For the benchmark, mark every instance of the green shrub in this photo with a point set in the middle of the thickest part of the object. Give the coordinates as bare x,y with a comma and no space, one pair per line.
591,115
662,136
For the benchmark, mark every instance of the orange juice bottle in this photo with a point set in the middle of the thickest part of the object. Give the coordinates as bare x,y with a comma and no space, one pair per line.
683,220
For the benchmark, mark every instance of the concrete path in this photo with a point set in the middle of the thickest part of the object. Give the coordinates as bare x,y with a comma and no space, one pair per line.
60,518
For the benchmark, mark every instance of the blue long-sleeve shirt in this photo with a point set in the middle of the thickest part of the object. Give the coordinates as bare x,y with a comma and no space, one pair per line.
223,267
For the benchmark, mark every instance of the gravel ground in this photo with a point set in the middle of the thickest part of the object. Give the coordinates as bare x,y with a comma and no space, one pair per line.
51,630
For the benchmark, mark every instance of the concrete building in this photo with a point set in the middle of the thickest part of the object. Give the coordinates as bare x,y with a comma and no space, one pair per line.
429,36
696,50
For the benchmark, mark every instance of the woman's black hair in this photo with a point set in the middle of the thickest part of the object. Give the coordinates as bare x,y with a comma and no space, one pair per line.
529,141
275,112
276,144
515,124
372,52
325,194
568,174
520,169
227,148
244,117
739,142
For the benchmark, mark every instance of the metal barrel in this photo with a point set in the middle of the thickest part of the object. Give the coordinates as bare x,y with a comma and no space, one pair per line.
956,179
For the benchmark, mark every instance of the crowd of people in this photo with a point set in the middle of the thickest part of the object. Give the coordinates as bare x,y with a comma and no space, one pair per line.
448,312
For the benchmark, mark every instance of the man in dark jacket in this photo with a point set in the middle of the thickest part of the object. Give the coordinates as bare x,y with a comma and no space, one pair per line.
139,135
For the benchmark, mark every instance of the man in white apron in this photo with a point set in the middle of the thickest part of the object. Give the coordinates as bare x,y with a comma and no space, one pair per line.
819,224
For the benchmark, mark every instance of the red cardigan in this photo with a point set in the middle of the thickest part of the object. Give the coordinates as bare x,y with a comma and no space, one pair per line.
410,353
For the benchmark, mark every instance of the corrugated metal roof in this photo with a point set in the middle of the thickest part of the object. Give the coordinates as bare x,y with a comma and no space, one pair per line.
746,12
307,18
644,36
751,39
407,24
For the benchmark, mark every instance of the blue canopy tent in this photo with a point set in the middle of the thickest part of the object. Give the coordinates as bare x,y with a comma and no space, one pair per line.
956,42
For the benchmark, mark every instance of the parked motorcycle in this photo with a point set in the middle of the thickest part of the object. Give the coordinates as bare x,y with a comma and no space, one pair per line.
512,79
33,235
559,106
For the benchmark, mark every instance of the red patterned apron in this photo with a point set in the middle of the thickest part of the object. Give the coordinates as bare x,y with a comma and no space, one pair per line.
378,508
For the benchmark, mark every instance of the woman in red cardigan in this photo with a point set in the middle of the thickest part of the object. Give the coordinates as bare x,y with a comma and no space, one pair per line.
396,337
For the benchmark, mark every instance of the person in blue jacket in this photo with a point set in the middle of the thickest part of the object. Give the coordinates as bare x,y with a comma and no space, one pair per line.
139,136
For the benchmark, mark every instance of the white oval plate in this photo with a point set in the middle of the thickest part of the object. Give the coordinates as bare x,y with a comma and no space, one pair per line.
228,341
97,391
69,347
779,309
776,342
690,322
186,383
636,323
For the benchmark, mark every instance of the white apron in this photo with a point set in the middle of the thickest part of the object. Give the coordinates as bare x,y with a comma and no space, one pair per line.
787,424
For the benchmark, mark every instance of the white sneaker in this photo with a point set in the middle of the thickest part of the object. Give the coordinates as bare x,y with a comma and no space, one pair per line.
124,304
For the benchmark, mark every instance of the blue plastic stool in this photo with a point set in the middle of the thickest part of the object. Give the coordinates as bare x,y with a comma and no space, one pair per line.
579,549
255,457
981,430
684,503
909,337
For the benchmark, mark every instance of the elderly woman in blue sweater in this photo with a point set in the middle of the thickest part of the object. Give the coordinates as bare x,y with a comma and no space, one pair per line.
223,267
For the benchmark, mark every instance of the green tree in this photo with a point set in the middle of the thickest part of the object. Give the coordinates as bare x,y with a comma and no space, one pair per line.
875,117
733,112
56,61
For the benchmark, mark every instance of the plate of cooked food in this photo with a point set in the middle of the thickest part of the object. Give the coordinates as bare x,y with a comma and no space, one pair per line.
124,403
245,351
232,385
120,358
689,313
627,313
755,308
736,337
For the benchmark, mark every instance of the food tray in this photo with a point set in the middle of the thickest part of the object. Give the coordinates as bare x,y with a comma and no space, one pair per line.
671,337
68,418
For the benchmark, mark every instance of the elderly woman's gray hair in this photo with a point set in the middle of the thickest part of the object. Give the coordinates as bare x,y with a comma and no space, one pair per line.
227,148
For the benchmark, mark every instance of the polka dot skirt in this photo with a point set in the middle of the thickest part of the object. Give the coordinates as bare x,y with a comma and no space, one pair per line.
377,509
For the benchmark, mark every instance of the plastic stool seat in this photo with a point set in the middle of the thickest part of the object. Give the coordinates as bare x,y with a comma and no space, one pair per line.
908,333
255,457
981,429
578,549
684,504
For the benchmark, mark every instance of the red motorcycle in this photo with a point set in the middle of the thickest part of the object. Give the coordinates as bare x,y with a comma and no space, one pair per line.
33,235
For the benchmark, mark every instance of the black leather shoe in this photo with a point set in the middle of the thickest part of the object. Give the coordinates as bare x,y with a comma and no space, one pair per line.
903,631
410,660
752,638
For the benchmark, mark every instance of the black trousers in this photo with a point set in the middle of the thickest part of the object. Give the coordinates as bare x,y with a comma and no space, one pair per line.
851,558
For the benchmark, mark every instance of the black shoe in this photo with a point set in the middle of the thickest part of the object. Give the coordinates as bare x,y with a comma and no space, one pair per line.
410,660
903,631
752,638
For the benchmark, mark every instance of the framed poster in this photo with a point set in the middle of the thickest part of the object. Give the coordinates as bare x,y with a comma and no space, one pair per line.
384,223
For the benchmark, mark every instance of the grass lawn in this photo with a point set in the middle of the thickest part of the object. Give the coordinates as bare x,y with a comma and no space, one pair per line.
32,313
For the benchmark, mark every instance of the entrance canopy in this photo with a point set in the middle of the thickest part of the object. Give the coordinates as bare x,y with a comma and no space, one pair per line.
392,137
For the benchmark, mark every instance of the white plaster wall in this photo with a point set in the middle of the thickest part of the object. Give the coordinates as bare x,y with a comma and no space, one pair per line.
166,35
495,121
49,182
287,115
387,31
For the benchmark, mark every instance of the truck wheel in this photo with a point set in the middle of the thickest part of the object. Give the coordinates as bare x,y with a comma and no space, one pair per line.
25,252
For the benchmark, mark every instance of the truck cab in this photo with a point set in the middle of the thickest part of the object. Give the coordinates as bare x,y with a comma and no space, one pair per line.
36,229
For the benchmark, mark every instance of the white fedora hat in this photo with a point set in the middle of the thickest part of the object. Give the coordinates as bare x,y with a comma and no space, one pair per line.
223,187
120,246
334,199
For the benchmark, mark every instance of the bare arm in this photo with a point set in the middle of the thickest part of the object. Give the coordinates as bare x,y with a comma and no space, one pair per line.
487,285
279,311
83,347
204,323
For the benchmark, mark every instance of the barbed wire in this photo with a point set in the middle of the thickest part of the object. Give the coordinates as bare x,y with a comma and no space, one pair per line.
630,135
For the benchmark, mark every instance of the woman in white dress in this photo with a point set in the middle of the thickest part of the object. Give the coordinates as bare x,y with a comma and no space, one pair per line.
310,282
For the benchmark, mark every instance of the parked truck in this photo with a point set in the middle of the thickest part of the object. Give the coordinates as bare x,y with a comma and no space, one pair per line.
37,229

:: Exercise brief ::
Send back each record exactly as it stands.

:: Result ::
For the benchmark, mark every instance of the green shrub in this photo with a point set in the middle of the thickest part of the object. Give the coordinates as bare x,y with a comma and no space, one pair per line.
591,115
662,136
For the benchmark, mark every instance of the orange juice bottle in this photo with a point set in the middle of the thickest part of the object. Give the coordinates as bare x,y with a comma and no space, one pair per line.
683,220
For the benchmark, mark every instance of the concrete path in this photo with a point set in the middle of the thickest part of the object. Give the coordinates as bare x,y with a comma and no space, one pair per line.
60,518
For the benchmark, mark every instance of the blue long-sleeve shirt in this photo with a point set in the middle of the thickest part of the object. Give the coordinates as bare x,y with a comma and no space, one pair per line.
223,267
For the benchmark, mark every instance of the gravel ground in this photo with a point set in the middle of the thickest part of the object. Give the coordinates as bare x,y with a comma and no space, one pair per line.
51,630
For the benchmark, mark every instance of the concrete building in this photo with a point set in the middle of the thickest part of the object. Give the coordinates as bare x,y with a comma and no space, one pair per line.
429,36
696,50
For the benchmark, mark every instance of the woman's black hair in this photo with a point set in the middle of the thickest part of the object. Give the coordinates as bare x,y with a comma and no space, one pair per line.
529,141
275,112
276,144
515,124
372,52
325,194
568,174
520,169
227,148
244,117
739,142
For the benchmark, mark every instance of the metal barrel in this photo with a point set in the middle of the thickest part of the object. Give the coordinates as bare x,y with a comma and no space, one pair per line.
956,179
For the benchmark, mark every instance of the crowd of people in this photo with a point set in the middle of the thickest part of the object. Give the coordinates as bare x,y with a comma and no space, one pair per line.
448,312
For the benchmark, mark every instance of the man in dark jacket in this photo with a point set in the middle of the thickest part of the object. Give the coordinates as bare x,y with a comma and no space, one pair per line.
139,135
For the benchmark, mark every instance of the man in white apron in this photo with a point set in the middle of the thickest part of the object. Give the coordinates as bare x,y with a comma and no space, one pair per line.
819,224
For the benchmark, mark every instance of the red cardigan in this photo with a point set in the middle of the thickest part of the object. Give the coordinates as bare x,y with a comma and no space, one pair per line.
410,353
For the benchmark, mark every instance of the corrugated metal roof in this photo with a point set in the middle of the thickest part of the object. Give the coordinates as bare x,y with a comma and no space, one pair per line.
746,12
307,18
644,36
751,39
407,24
For the benchmark, mark every instance of the blue canopy tent in this photo with a point set in the middle of the thickest part of the object. Give the coordinates as bare x,y with a comma and no space, one pair per line.
956,42
For the benchmark, mark every instance of the parked motorcycle in this photo with a point set in the middle of the thickest part of the object. Give the coordinates as bare x,y with a comma and no space, one pair per line.
512,79
33,235
559,106
For the benchmark, mark every instance of the red patterned apron in this photo with a point set in the middle of the thickest part of the object. Give the coordinates as bare x,y with a comma and no space, one pair per line.
378,508
For the benchmark, mark every instance of the woman in red cardigan in this photo with a point set in the middle of the thickest part of the object. Give the coordinates as bare x,y with a comma and no space, one pair per line.
396,337
For the benchmark, mark every instance of the person in blue jacket in this photo with a point set in the middle of the thickest part of the object. Give the coordinates as bare x,y with a comma and no space, one pair per line.
139,136
For the benchmark, mark every instance of the white oval plate in this photo with a point set in the middle of the thickest part of the object. Give the coordinates as bare x,y with a comma and no space, one pair per line.
228,341
97,391
69,347
779,309
776,342
690,322
186,383
636,323
For the benchmark, mark every instance of the white apron in this photo with a point set in the middle of the thickest part of the object. Give the coordinates as bare x,y with a comma and no space, one pair per line.
787,424
For the benchmark, mark every instance of the white sneaker in this photo with a point set in the middle of the thickest part of the object. Give the coordinates as bare x,y with a comma and no space, one pair per line.
124,304
For the benchmark, mark every instance of the blue plastic stool in this photo with a point set in the middle of the thickest part of the object. Give the coordinates as bare x,y with a comma and no space, one pair per line.
579,549
255,457
981,430
684,503
909,337
For the benchmark, mark every instance of the elderly woman in blue sweater in this photo with a point set in the middle of the thickest part of the object. Give the coordinates as bare x,y with a comma and no space, one pair per line.
223,267
For the benchmark, mark every instance of the green tree in this photo with a point set in the middle of the thickest part of the object. Give the coordinates as bare x,y with a comma and no space, one pair per line.
875,117
733,112
56,61
For the benchmark, mark every instance of the plate of cooked food in this photo with a point set in the middle of the thickest part of the object. Give the coordinates as bare x,y with a comma and no space, one pair per line.
124,403
245,351
232,385
120,358
689,313
627,313
755,308
736,337
For the benchmark, mark every instance of the food tray in this photo with a point set in the middle of the thickest part of the object. Give the coordinates as bare x,y with a comma and no space, one pair per line.
671,337
68,418
For the benchmark, mark every instance of the elderly woman's gray hair in this photo with a point set in the middle of the thickest part of the object. Give the coordinates as bare x,y with a comma and no space, one pair per line.
227,148
For the benchmark, mark every instance of the polka dot skirt in this photo with a point set in the middle of the thickest part of the object. Give the coordinates as bare x,y with a comma and no space, one pair per line.
377,509
For the benchmark, mark every instance of the plastic stool seat in this photo with a point set in the middle of the thickest part of the object. Give the coordinates as bare x,y with a comma and no space, one pair per line.
908,333
255,457
981,429
578,549
684,504
For the benchmark, mark every instance of the red motorcycle in this photo with a point set in the middle of the thickest part of the object. Give the coordinates as bare x,y with a comma and no space, one pair per line.
33,235
For the benchmark, mark every instance of the black leather shoe in this photo with a point set in the middle of the thickest part of the object. Give the coordinates as bare x,y with a comma and no space, one pair per line.
903,631
410,660
752,638
For the benchmark, mark every instance of the black trousers in this photo with a point set in the middle of the thickest part of the object. Give the coordinates as bare x,y with a comma and no space, one pair per line.
851,558
For the benchmark, mark every instance of the black shoe in this photo with a point set in the middle of the thickest part of the object. Give the coordinates as bare x,y with a comma and no space, one pair per line.
410,660
903,631
752,638
For the benchmark, mark every instance of the framed poster in this photo with a point set in the middle of the thickest part of the object. Give the coordinates as bare x,y with a comma and no space, one pair per line.
384,223
For the benchmark, mark every instance of the grass lawn in this photo with a point set in the middle of the thickest part of the object. Give the coordinates as bare x,y with a comma and no space, one pair per line.
32,313
For the benchmark, mark every instance of the entrance canopy in this photo with a point set in the middle of the thickest part of the object. Give the coordinates as bare x,y with a comma and no space, one pair per line.
392,137
For the benchmark, mark every instance of the white plaster wall in this photo with a point set in the middle of the thickest part of the object. Give the coordinates as bare x,y with a comma and no space, one pair per line.
166,35
495,121
49,182
287,115
387,31
For the benchmark, mark every instance of the truck wheel in this photo with a point set in the middle of the thickest part of the object. Give the coordinates as bare x,y with a comma and no space, one pair per line.
25,252
For the benchmark, mark every instance of the truck cab in this photo with a point set in the middle of the thickest part of the object. Give the coordinates as bare x,y with a comma and no space, one pair per line.
36,229
For the benchmark, mark every instance of the white fedora hat in this photo with a point set in the middle of the thickest part of the object. Give the coordinates as bare x,y with a comma and no space, one pair per line.
223,187
120,246
334,199
For the benchmark, mark every instance of the bare arm in this photo with a point set in the middle of the thickest part of the object. Give the coordinates as bare x,y with a comma and no space, one pair per line.
487,285
279,311
83,347
204,323
For the benchmark, mark every instance of the barbed wire in this photo with a point set in the middle of the thickest part of the object. Give the coordinates as bare x,y with a comma and no space, one pair per line.
630,135
For the benchmark, mark every instance of the woman in white dress in this photo with a point set in the middle of the thickest part of the object. Give the coordinates as bare x,y with a comma and no space, one pair per line.
310,282
For the benchmark, mark every instance of the parked truck in this photo with a point set in the middle of the thickest part of the object. Give the coordinates as bare x,y with a comma and no space, one pair per line.
37,229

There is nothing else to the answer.